WORK REQUEST A
In the comment thread about MPs' workload, explain in one to three sentences why the commenter posting as Mid-Wife Crisis spoke up in support of The Boss.
WORK REQUEST B
Summarize the comment thread about MPs' workload in two sentences.
WORK REQUEST C
In the comment thread about MPs' workload, retype the passage from "I'll save my" up to and including "paid to do.".

TEXT SEGMENT
[Start of Attachment]
I spent the day asleep and am now about to start another 11 hour shift in a busy A&E department. MPs get paid a lot more than me for less responsibility and far better working conditions. Please don't pretend they have it tough.

Unsworth said...

Maybe we should consider the definition of 'work' then - and social life is defined as what?

Do we think this pace of activity will be maintained when Parliament is not in session?

Mid-Wife Crisis said...

It's rare for me to speak out in support of The Boss, but some comments display a lack of awareness that Fridays are spent holding constituency surgeries and attending meetings in the constituency. The Boss (and his staff, including me) also hold supermarket surgeries most Saturdays, and there are usually constituents' events on Friday and Saturday evenings which require his attendance too. These are not usually "jollies" (unlike many of the Westminster events on Mondays to Fridays) but rather are in support of local projects of which he is the patron, or supports. It isn't a 9-5 job. I don't believe that MPs deserve any sympathy per se but, as an insider, I did feel that I wanted to clarify these particular issues.

Houdini said...

My only day off is Sunday and for a lot less than 100k plus if we include expenses. I get no expenses.

I'll save my back slapping for those who deserve it.

I look forward to you congratulating and defending every other person who, simply, does what they are paid to do.

Tomfiglio said...

MPs are paid enough to put them in the top 10% of earners in this country. If they are so busy, how can they do a second job, or write books? Most people earn a lot less than them, and many of us have to work the evenings and weekends to keep the work flowing - and we don't have the subsidised bars, long holidays and freebies to exotic locations. MPs are in no position to complain, and should not expect to be congratulated on simply doing enough to earn their very generous wages.

Libertarian said...

What a load of nonsense Iain.

Lots of us work 18 hour days just to pay our tax bills, with no thanks from anyone and being vilified by most of the country for being evil capitalist pigs.

I really don't think spending the afternoon on a glorious day at a BBQ is exactly equated with doing a shift down a coal mine either

Charlotte Corday said...
[End of Attachment]
EXTRACTED DATA
[Start of Attachment]
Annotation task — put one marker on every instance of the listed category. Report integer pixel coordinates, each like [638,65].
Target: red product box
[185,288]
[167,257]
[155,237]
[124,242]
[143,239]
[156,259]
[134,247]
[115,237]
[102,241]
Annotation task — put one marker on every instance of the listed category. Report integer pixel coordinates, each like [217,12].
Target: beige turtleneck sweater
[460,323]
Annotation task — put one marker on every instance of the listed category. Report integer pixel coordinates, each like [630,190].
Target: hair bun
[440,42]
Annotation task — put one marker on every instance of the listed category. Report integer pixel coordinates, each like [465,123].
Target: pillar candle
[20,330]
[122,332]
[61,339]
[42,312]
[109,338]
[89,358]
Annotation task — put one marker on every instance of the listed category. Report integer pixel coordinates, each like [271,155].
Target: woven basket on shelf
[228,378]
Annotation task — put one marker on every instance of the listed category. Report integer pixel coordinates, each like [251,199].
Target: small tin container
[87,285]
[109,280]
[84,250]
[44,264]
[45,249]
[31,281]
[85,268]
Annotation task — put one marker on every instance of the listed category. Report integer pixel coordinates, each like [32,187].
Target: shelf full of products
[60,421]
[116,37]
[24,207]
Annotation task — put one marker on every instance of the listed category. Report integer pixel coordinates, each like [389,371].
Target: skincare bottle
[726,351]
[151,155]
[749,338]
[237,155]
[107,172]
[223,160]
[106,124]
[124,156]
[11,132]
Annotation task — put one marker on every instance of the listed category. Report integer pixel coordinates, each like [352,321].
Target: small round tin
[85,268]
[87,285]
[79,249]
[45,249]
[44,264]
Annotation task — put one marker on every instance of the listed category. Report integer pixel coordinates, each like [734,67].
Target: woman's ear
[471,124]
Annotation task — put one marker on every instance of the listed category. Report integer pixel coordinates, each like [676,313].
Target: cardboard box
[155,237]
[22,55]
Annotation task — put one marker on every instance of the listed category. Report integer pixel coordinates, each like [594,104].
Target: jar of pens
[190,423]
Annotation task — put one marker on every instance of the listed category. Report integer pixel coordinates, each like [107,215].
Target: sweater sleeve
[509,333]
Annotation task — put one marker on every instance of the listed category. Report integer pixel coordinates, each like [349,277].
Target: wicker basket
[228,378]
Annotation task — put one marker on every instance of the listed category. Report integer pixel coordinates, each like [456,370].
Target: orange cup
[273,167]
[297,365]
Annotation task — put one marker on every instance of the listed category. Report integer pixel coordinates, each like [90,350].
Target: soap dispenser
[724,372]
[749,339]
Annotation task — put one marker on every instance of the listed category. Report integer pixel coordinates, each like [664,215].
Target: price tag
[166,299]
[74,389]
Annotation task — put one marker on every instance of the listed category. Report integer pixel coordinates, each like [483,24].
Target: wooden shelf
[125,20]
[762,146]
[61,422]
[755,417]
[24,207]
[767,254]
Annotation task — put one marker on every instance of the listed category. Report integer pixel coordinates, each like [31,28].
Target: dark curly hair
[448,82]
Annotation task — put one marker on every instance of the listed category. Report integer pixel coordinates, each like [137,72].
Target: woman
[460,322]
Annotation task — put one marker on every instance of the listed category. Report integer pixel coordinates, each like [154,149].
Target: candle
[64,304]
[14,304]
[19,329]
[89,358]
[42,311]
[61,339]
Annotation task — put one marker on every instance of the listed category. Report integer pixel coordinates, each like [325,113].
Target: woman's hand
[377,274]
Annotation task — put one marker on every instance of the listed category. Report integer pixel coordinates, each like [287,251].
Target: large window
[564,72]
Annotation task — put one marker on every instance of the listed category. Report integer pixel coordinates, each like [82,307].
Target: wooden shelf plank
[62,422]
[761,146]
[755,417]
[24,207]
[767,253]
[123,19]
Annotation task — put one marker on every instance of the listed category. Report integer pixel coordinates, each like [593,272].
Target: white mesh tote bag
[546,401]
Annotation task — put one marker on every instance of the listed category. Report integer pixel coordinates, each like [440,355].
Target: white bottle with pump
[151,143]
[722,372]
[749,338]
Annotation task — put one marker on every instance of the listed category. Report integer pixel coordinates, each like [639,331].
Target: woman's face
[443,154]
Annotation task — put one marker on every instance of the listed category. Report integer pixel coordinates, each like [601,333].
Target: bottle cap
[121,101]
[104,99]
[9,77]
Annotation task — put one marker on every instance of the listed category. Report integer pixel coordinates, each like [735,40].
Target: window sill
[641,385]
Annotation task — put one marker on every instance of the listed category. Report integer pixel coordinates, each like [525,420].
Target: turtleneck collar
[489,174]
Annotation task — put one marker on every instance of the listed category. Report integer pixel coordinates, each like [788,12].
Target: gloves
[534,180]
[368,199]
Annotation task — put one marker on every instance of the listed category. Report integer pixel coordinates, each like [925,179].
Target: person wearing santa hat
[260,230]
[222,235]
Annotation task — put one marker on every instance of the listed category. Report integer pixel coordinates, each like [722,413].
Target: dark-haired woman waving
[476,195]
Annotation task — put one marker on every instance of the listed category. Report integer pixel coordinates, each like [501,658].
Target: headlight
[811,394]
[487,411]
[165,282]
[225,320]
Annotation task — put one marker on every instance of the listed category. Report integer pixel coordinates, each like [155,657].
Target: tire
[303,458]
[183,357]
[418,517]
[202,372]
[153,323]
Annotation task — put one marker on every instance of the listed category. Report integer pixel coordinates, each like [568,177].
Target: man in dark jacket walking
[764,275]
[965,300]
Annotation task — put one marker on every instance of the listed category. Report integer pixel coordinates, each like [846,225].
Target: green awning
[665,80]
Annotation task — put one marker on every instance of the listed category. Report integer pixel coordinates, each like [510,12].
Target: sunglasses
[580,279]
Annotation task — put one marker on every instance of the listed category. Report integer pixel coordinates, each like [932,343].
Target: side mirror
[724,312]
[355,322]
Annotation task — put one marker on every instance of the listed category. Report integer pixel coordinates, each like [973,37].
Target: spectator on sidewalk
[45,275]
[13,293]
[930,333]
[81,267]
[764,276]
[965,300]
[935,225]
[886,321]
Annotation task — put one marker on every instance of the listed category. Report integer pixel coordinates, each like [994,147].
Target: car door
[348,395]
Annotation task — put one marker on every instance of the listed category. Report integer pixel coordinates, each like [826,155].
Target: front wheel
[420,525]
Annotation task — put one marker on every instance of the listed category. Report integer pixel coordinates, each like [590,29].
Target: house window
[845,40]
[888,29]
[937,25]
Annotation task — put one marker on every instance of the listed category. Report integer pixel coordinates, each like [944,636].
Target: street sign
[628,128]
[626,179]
[End of Attachment]
ANSWER AREA A
The commenter felt that some comments showed a lack of awareness that Fridays are spent holding constituency surgeries and attending meetings in the constituency. As an insider on The Boss's staff, the commenter wanted to clarify these issues, while still saying MPs deserve no sympathy per se.

ANSWER AREA B
Most commenters reject the idea that MPs have it tough, saying they themselves work long shifts, evenings or weekends for far less pay and without expenses, subsidised bars or long holidays. One commenter who works for an MP points out that Fridays and weekends go to constituency surgeries, supermarket surgeries and local events, but still says MPs deserve no sympathy per se.

ANSWER AREA C
I'll save my back slapping for those who deserve it.

I look forward to you congratulating and defending every other person who, simply, does what they are paid to do.